Excerpted passage ::
This was the first year that the Shark Island Challenge was run as an International sanctioned event of the World Tour. It was the first time Guilherme Tamega went to win the title, a feat he would repeat in the following two years to become the only person ever to win two or three consecutive SIC titles. He would eventually win his sixth world title that year.

==== 2003 ====
- Organizers: Mark Fordham
- Waiting Period: 28 June (Second time in history the event was held on one day, due to tides and lack of swell)
- Results and prizes
  - 1. Guilherme Tamega (US$6,000)
  - 2. Jeff Hubbard (US$3000)
  - 3. Doug Showell (US$1500)
  - 4. Damian King (US$1200)
  - =5. Dave Ballard, Dave Winchester (US$1000)
  - 7. Ryan McKinnon (US$650)
  - 8. Toby Player (US$650)
- Best move: Guilherme Tamega (ARS)
- Best barrel: Ryan McKinnon
- Conditions:
  - 1st round: 3–5 ft, swell was from the S/SE with perfect off-shore winds.

==== 2004 ====
- Organizers: Mark Fordham
- Waiting Period:
- Results and prizes
  - 1. Guilherme Tamega (US$6,000)
  - 2. Dave Ballard (US$2600)
  - 3. Damian King (US$2200)
  - 4. Josh Kirkman (US$1800)

(Rows from a segmentation dataset)
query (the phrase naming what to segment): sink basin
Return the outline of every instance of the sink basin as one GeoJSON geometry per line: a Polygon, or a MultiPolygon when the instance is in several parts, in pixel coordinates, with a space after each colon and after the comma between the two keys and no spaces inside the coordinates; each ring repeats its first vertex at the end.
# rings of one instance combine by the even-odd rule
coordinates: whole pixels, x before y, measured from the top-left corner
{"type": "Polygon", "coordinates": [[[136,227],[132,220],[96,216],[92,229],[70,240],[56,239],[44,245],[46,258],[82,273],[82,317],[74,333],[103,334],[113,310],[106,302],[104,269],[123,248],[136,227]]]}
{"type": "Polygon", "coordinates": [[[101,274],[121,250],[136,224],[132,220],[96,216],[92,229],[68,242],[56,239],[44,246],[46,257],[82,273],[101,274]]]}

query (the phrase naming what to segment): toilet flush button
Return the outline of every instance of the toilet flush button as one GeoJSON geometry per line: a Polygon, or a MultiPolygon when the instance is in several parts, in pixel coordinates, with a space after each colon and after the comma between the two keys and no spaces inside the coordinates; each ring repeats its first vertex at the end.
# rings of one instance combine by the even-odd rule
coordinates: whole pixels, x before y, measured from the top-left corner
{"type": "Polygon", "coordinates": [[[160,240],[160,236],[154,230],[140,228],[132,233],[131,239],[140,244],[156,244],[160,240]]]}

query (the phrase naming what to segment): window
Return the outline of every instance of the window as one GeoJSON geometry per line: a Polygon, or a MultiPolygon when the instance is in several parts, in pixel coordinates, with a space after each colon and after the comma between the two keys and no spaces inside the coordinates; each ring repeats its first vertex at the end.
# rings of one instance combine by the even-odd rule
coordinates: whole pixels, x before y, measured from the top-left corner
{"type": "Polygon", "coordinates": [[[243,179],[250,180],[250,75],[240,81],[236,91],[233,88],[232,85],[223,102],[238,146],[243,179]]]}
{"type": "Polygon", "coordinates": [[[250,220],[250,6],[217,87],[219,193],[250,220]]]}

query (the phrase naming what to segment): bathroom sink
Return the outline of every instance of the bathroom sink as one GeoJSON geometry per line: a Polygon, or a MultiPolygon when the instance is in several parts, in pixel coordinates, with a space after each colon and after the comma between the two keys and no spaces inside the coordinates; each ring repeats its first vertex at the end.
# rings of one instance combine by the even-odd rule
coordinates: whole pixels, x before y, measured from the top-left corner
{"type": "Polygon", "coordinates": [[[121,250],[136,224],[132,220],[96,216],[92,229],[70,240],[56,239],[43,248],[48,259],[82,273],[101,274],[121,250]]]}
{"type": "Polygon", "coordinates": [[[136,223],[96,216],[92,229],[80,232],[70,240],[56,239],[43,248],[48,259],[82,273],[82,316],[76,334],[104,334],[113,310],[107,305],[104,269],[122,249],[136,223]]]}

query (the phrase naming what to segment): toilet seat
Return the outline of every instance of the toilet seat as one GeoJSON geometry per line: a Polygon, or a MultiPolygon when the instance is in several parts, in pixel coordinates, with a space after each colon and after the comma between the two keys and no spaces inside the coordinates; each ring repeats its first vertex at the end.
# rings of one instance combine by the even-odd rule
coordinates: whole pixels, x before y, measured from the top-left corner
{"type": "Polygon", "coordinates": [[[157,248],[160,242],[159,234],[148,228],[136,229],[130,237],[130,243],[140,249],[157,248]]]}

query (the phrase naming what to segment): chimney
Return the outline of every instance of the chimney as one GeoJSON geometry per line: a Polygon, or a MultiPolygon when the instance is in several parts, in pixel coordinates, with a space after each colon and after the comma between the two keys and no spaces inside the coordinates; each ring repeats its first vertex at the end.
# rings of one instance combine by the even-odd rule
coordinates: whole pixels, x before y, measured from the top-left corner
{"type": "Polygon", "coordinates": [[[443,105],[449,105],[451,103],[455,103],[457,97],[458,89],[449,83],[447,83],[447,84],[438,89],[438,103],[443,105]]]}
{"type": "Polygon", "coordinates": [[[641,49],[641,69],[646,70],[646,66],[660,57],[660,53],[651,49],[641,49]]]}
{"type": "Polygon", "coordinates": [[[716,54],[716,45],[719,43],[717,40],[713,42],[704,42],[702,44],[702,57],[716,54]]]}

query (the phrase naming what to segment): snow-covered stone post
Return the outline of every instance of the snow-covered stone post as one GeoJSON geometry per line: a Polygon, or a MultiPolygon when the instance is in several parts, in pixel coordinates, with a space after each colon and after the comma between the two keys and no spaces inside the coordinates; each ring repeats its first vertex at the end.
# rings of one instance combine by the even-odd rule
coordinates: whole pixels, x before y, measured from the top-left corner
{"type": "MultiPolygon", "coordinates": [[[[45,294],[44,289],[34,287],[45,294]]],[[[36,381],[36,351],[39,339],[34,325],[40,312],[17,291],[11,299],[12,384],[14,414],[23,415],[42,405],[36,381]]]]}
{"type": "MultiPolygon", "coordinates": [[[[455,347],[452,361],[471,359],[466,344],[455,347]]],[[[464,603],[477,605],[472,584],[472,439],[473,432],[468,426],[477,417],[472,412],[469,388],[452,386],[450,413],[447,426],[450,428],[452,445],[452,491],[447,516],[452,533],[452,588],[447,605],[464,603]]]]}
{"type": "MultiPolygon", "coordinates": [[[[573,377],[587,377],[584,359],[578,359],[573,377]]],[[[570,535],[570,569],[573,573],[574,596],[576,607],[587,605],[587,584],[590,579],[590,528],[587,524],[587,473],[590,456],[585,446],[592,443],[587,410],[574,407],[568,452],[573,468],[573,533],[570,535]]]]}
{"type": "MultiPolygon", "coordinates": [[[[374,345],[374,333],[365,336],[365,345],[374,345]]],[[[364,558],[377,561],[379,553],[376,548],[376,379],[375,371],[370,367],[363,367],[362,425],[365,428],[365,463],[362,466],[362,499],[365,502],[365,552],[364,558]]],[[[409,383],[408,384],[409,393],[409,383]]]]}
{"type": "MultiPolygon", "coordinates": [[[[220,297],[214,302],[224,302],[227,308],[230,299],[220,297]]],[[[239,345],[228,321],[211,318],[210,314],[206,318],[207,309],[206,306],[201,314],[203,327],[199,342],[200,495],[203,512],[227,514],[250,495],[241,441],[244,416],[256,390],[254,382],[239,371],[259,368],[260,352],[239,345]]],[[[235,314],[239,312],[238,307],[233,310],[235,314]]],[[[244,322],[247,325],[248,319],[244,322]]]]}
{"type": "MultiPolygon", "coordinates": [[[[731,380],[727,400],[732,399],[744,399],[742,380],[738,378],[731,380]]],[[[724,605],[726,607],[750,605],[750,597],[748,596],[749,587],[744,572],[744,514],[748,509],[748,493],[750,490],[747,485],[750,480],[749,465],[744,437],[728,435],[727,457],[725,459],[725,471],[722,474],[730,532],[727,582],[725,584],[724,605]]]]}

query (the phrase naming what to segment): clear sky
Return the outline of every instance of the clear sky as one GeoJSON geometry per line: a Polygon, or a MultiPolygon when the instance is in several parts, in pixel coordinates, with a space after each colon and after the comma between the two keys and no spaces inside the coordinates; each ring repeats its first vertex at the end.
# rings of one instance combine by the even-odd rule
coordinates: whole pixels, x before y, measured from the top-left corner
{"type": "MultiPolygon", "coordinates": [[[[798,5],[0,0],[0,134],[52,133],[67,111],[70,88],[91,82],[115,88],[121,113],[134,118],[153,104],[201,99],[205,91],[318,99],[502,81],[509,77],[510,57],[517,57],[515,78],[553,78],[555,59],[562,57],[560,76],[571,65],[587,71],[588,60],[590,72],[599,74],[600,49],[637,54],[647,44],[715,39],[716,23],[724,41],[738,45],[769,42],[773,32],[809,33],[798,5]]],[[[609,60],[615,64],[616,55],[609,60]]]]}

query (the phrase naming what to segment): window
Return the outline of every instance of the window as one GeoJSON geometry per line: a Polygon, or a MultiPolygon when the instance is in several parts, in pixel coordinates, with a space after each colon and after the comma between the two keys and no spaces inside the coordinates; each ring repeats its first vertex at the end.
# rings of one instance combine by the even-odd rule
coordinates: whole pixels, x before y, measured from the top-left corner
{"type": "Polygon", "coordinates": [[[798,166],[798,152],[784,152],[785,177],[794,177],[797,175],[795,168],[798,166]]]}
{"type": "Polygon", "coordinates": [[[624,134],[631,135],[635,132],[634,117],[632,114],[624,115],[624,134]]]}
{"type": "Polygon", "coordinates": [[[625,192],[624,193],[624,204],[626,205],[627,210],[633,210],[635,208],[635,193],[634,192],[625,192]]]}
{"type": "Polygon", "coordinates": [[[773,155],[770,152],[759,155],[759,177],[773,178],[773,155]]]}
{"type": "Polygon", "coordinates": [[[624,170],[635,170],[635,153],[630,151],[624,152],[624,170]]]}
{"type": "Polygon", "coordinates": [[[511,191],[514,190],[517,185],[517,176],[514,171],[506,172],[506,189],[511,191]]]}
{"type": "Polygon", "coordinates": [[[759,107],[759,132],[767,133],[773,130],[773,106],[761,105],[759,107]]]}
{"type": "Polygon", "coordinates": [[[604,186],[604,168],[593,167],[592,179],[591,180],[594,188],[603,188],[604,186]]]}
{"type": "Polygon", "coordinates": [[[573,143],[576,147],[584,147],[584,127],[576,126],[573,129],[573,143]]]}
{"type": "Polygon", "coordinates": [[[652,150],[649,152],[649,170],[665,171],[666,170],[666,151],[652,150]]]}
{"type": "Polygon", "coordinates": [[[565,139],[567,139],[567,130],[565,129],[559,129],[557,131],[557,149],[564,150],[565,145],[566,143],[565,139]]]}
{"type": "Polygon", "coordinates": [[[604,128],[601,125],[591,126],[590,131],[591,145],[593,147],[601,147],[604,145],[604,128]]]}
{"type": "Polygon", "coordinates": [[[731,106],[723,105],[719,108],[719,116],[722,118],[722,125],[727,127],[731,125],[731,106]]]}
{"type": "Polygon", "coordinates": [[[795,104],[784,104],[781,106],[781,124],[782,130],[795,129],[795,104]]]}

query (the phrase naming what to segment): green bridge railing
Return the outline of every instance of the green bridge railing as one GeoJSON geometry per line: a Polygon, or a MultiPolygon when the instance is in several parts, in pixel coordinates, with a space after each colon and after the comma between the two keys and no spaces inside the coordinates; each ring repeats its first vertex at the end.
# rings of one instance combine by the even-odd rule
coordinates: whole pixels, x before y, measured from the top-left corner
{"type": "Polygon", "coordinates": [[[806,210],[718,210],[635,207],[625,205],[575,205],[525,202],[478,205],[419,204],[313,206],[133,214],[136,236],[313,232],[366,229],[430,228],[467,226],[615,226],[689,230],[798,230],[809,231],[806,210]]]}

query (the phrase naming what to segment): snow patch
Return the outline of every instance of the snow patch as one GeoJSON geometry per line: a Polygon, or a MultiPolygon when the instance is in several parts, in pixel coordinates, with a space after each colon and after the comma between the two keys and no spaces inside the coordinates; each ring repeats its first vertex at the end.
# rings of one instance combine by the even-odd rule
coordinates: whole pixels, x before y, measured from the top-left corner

Task brief :: Print the stretch of the Shark Island Challenge excerpt from "This was the" through "Guilherme Tamega (ARS)", with its wording unchanged. The entries aren't needed for anything here.

Finished answer ::
This was the first year that the Shark Island Challenge was run as an International sanctioned event of the World Tour. It was the first time Guilherme Tamega went to win the title, a feat he would repeat in the following two years to become the only person ever to win two or three consecutive SIC titles. He would eventually win his sixth world title that year.

==== 2003 ====
- Organizers: Mark Fordham
- Waiting Period: 28 June (Second time in history the event was held on one day, due to tides and lack of swell)
- Results and prizes
  - 1. Guilherme Tamega (US$6,000)
  - 2. Jeff Hubbard (US$3000)
  - 3. Doug Showell (US$1500)
  - 4. Damian King (US$1200)
  - =5. Dave Ballard, Dave Winchester (US$1000)
  - 7. Ryan McKinnon (US$650)
  - 8. Toby Player (US$650)
- Best move: Guilherme Tamega (ARS)